begin Data to use

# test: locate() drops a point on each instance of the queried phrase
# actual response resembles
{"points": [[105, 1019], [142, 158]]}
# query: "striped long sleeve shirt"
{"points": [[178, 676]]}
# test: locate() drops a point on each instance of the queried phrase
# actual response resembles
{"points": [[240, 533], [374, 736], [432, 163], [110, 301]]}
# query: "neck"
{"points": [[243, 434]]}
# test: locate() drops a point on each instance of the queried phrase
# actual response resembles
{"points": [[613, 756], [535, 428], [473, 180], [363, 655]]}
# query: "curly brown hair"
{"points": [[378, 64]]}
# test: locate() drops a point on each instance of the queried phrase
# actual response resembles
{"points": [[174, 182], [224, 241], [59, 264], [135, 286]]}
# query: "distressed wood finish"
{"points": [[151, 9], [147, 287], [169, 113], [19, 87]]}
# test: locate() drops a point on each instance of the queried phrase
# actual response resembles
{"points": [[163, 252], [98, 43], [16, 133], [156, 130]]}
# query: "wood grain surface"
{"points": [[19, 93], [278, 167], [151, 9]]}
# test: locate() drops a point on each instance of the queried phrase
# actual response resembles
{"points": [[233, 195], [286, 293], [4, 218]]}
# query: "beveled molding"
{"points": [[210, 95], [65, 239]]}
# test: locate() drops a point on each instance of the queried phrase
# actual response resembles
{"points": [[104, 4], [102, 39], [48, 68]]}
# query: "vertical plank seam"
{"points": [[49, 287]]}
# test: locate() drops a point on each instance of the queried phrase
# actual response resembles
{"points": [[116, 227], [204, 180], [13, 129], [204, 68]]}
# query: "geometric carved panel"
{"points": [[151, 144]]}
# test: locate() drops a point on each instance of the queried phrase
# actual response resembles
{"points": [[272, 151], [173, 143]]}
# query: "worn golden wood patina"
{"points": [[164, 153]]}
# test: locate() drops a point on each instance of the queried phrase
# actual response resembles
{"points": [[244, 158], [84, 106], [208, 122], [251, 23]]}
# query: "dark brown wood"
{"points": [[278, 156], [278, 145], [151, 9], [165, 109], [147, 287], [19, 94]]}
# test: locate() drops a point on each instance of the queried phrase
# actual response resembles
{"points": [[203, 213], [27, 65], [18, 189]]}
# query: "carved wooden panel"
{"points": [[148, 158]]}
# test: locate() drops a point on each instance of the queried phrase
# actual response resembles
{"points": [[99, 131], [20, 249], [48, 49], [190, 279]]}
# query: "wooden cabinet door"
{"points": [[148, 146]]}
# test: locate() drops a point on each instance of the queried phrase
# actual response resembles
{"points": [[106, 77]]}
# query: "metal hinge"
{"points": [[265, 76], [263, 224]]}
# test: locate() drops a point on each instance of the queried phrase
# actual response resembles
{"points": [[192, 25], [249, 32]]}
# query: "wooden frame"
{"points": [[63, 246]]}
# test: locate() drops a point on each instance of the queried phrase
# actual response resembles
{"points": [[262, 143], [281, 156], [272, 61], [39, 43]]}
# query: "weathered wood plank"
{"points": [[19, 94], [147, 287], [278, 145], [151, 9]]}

end Data to use

▶ What to produce
Print every entry exactly as it appears.

▶ The answer
# test: locate() drops a point on each instance of the queried phrase
# actual response resembles
{"points": [[105, 1019], [142, 158]]}
# query: "striped long sleeve shirt"
{"points": [[178, 676]]}
# test: locate() drops a point on each instance of the queried phrase
# actual response resembles
{"points": [[240, 533], [374, 736], [432, 163], [110, 301]]}
# query: "neck"
{"points": [[243, 434]]}
# test: locate() drops a point on each instance of the queried phrase
# actual response resembles
{"points": [[613, 756], [535, 428], [473, 180], [363, 655]]}
# query: "curly brown hair"
{"points": [[378, 64]]}
# test: locate() drops a point on each instance of the queried phrase
# actual response resembles
{"points": [[174, 182], [224, 241], [59, 264], [135, 286]]}
# query: "distressed wood finish"
{"points": [[151, 9], [147, 287], [169, 113], [19, 87]]}
# test: locate() drops a point on each instance of the queried phrase
# actual response resembles
{"points": [[163, 252], [98, 43], [16, 133], [156, 130]]}
# query: "wood grain surface"
{"points": [[19, 93], [278, 167], [151, 9]]}
# test: locate() drops a point on each instance of the queried phrase
# actual response resembles
{"points": [[233, 195], [286, 293], [4, 218]]}
# query: "beveled molding"
{"points": [[210, 95], [65, 239]]}
# test: locate() drops a point on each instance of the queried phrase
# actual response resembles
{"points": [[104, 4], [102, 39], [48, 68]]}
# query: "vertical plank seam"
{"points": [[49, 287]]}
# test: locate() drops a point on each instance of the queried phrase
# actual response resembles
{"points": [[116, 227], [204, 180], [13, 129], [204, 68]]}
# query: "geometric carved panel"
{"points": [[151, 144]]}
# test: locate() drops a point on each instance of the queried phrase
# actual response resembles
{"points": [[272, 151], [173, 143]]}
# query: "worn golden wood patina"
{"points": [[164, 153]]}
# test: locate() drops a point on each instance of the queried phrase
# actual response resembles
{"points": [[244, 158], [84, 106], [208, 122], [251, 23]]}
# query: "dark brown wood"
{"points": [[278, 156], [278, 145], [151, 9], [165, 109], [147, 287], [19, 94]]}
# test: locate() drops a point on each instance of the queried phrase
# actual response resembles
{"points": [[203, 213], [27, 65], [18, 189]]}
# query: "carved wooden panel"
{"points": [[148, 158]]}
# test: locate() drops a point on each instance of the queried phrase
# actual response resembles
{"points": [[99, 131], [20, 249], [48, 49], [190, 279]]}
# query: "wooden cabinet door"
{"points": [[148, 146]]}
# test: locate() drops a point on each instance of the queried phrase
# actual response resembles
{"points": [[106, 77]]}
# query: "metal hinge"
{"points": [[265, 76], [263, 224]]}
# test: locate() drops a point on each instance of the queried phrase
# actual response resembles
{"points": [[192, 25], [249, 32]]}
# query: "wooden frame"
{"points": [[63, 246]]}
# test: locate() drops a point on each instance of the queried phrase
# actual response resembles
{"points": [[262, 143], [281, 156], [272, 61], [39, 43]]}
# query: "weathered wood plank"
{"points": [[19, 94], [147, 287], [278, 145], [151, 9]]}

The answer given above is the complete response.